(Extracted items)
::::

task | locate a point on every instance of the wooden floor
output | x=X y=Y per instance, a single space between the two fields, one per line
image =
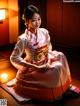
x=74 y=63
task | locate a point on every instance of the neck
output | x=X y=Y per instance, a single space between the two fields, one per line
x=33 y=30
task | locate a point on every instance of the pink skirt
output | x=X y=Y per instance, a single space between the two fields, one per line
x=46 y=85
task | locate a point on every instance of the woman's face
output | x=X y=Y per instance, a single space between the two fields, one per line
x=35 y=22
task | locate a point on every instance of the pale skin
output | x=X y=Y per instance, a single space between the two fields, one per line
x=33 y=24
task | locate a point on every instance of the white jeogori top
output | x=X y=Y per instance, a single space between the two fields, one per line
x=33 y=46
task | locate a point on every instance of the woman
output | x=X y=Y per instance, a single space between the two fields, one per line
x=42 y=74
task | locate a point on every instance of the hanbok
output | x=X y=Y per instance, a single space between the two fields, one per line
x=44 y=84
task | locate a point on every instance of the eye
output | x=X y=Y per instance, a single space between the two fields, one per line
x=33 y=20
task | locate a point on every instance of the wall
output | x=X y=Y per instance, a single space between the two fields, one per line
x=9 y=27
x=63 y=22
x=4 y=32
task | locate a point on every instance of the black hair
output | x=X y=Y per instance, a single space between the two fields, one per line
x=29 y=12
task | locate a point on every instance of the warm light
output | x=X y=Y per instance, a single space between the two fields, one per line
x=2 y=14
x=4 y=77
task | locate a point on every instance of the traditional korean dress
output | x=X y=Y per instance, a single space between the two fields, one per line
x=39 y=84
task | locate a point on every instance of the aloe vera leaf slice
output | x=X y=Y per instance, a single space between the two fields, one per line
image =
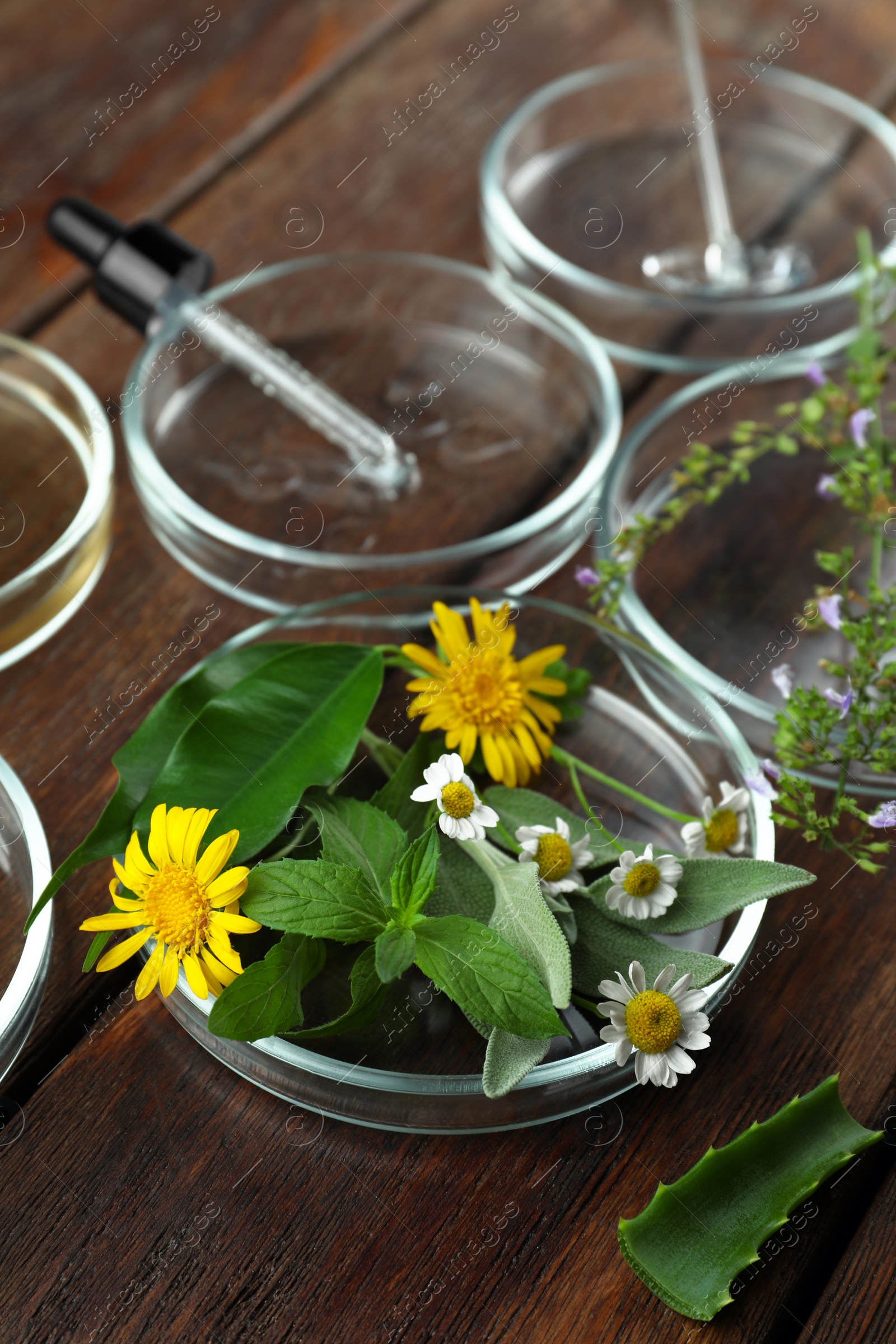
x=699 y=1233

::::

Aim of the exercise
Will you print all of the items above word for word, leaving out the pictures?

Written solution
task | locate a point on every instance of the wooden floor
output | x=X y=Y per instance, a single space between the two fields, one per line
image =
x=74 y=63
task | locate a point on every instance of the neck
output | x=X y=Y per instance, a single space between the two fields, one per line
x=33 y=30
task | locate a point on every instance of the pink skirt
output | x=X y=Y per instance, a single space between the two fields, one per line
x=46 y=85
task | locate a point on every instance of the woman's face
output | x=X y=Y per instance, a single space between the two fields, one per line
x=35 y=22
task | locate a point on every instance of the pale skin
output | x=X y=Y per instance, a single space between the two fields, one per line
x=33 y=24
task | locate a point on every instance of the white jeogori top
output | x=X y=Y per instance, a single space between the two fields, one per line
x=33 y=46
task | locate a point on every instance of the woman
output | x=X y=Y per instance, a single space between the two fields, one per line
x=42 y=74
task | locate a point on every instance of the hanbok
output | x=X y=Y per instance, a single space between the two fields, one per line
x=44 y=84
task | locate a point on every instance of the eye
output | x=X y=Y per instance, a single space between the two fields, one per line
x=33 y=20
task | locate a point on every instance of the wall
output | x=X y=Y per instance, a single space between the two fields, one per line
x=9 y=27
x=63 y=22
x=4 y=32
task | locate a point on every instance of the black hair
output | x=X y=Y per instance, a single space between the two fields, one per line
x=29 y=12
task | locate a point on every instance of the warm light
output | x=X y=Y per instance, a single space between the two fields, one per line
x=2 y=14
x=4 y=77
task | locate a point on every instance of the traditional korean dress
output | x=X y=Y per instance, a single space between the two fields, one per line
x=39 y=84
task | locate a point on every instance of the aloe vera leaf slice
output | x=X y=Y per instance, a single space between the two fields, one per line
image =
x=699 y=1233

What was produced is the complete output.